Task requirements: Lay out as a numbered list the lines of the records, starting at the line that contains "Hi there — would you mind finding the door frame" and ending at the final line of the records, with both ends included and blank lines omitted.

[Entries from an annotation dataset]

________________________________________

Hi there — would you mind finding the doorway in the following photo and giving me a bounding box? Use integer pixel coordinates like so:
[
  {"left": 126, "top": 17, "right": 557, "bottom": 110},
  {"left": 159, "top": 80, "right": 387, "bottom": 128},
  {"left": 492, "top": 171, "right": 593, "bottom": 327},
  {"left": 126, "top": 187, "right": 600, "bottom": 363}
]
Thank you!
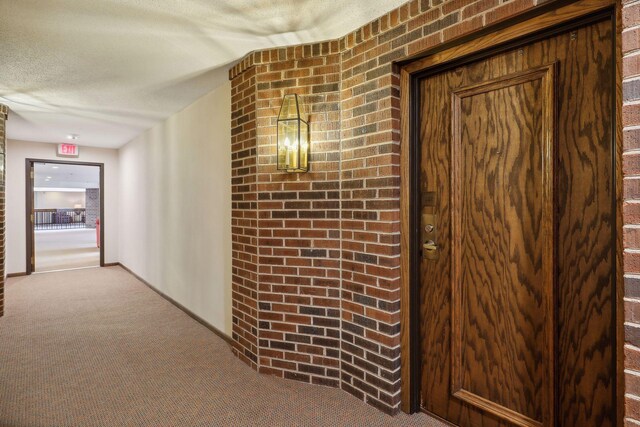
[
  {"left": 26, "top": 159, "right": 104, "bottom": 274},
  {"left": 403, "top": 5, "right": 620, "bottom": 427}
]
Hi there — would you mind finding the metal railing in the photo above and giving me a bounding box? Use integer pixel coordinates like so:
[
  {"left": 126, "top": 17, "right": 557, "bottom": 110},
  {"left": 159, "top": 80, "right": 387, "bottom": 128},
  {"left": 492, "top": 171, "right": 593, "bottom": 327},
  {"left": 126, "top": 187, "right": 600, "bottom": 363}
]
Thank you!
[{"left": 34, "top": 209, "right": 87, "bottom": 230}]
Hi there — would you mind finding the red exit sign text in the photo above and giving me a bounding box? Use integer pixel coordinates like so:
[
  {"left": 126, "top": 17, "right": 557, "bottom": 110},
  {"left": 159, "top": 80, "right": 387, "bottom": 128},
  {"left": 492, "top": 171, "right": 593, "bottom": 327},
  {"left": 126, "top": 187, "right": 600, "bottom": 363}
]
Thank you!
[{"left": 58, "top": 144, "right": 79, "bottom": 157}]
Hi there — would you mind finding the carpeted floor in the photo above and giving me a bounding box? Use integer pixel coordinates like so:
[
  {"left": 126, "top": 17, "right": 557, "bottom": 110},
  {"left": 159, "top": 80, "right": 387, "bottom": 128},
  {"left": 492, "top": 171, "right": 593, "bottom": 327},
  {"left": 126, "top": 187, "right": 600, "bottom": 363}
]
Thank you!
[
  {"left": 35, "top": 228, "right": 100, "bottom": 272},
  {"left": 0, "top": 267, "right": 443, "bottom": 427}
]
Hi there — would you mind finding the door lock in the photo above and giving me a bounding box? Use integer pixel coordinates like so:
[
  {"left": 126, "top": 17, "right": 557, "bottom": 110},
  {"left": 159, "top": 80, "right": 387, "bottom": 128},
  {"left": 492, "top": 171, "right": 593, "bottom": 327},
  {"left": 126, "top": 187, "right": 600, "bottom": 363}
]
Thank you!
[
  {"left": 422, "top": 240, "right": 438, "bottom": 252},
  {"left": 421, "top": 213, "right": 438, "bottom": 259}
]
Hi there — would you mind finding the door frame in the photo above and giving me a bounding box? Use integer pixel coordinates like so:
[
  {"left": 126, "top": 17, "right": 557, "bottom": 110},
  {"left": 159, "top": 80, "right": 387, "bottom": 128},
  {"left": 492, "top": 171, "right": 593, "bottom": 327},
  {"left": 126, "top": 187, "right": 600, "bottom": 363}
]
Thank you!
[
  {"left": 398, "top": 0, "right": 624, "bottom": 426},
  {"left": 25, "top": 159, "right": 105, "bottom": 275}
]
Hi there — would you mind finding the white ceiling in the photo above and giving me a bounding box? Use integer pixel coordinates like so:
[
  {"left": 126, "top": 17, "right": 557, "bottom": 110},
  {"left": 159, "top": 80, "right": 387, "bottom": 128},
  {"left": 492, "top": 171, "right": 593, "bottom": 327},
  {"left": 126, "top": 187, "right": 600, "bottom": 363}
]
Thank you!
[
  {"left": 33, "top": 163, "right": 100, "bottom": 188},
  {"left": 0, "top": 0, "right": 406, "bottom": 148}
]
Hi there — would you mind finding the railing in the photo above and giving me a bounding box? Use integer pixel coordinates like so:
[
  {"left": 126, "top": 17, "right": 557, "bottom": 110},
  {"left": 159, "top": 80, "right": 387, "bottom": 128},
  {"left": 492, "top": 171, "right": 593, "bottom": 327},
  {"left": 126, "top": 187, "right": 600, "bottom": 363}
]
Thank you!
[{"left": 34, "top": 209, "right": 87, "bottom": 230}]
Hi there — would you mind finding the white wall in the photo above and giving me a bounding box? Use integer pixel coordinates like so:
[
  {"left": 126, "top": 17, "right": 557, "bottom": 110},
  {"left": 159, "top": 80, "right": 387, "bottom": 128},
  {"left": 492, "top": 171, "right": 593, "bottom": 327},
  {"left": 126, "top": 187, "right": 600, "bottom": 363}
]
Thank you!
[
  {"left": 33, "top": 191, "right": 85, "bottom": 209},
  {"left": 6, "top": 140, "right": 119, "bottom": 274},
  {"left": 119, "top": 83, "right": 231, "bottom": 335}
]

________________________________________

Solution to this problem:
1. Hi there — would you mind finding the door frame in the photo above and giving me a bounding box? Use integer pixel coordinates like so:
2. [
3.   {"left": 126, "top": 17, "right": 557, "bottom": 110},
4.   {"left": 159, "top": 80, "right": 387, "bottom": 128},
5.   {"left": 492, "top": 171, "right": 593, "bottom": 327},
6.   {"left": 126, "top": 187, "right": 600, "bottom": 363}
7. ]
8. Thank you!
9. [
10.   {"left": 398, "top": 0, "right": 624, "bottom": 426},
11.   {"left": 25, "top": 159, "right": 105, "bottom": 275}
12. ]
13. Hi there — would you mind finding the white ceiling in the photo above and giving me a bounding box? Use integer pixel coordinates like so:
14. [
15.   {"left": 126, "top": 17, "right": 557, "bottom": 110},
16.   {"left": 159, "top": 80, "right": 387, "bottom": 128},
17.   {"left": 492, "top": 171, "right": 593, "bottom": 327},
18.   {"left": 126, "top": 187, "right": 600, "bottom": 363}
19. ]
20. Thank you!
21. [
22.   {"left": 33, "top": 163, "right": 100, "bottom": 188},
23.   {"left": 0, "top": 0, "right": 406, "bottom": 148}
24. ]
25. Hi there — would you mind finding the railing in the photo above and giving me a bounding box? Use integer pixel coordinates like so:
26. [
27.   {"left": 126, "top": 17, "right": 557, "bottom": 110},
28.   {"left": 159, "top": 80, "right": 387, "bottom": 128},
29.   {"left": 492, "top": 171, "right": 593, "bottom": 327},
30.   {"left": 126, "top": 187, "right": 600, "bottom": 363}
31. ]
32. Thank you!
33. [{"left": 34, "top": 209, "right": 87, "bottom": 230}]
34. Hi there — would you mind finding the white wall in the photo above and giving me a bounding box? Use integer pixel coordinates like so:
35. [
36.   {"left": 126, "top": 17, "right": 557, "bottom": 110},
37.   {"left": 159, "top": 80, "right": 387, "bottom": 128},
38.   {"left": 492, "top": 171, "right": 593, "bottom": 327},
39.   {"left": 126, "top": 187, "right": 600, "bottom": 363}
40. ]
41. Thank you!
42. [
43.   {"left": 33, "top": 191, "right": 85, "bottom": 209},
44.   {"left": 6, "top": 140, "right": 119, "bottom": 274},
45.   {"left": 119, "top": 83, "right": 231, "bottom": 335}
46. ]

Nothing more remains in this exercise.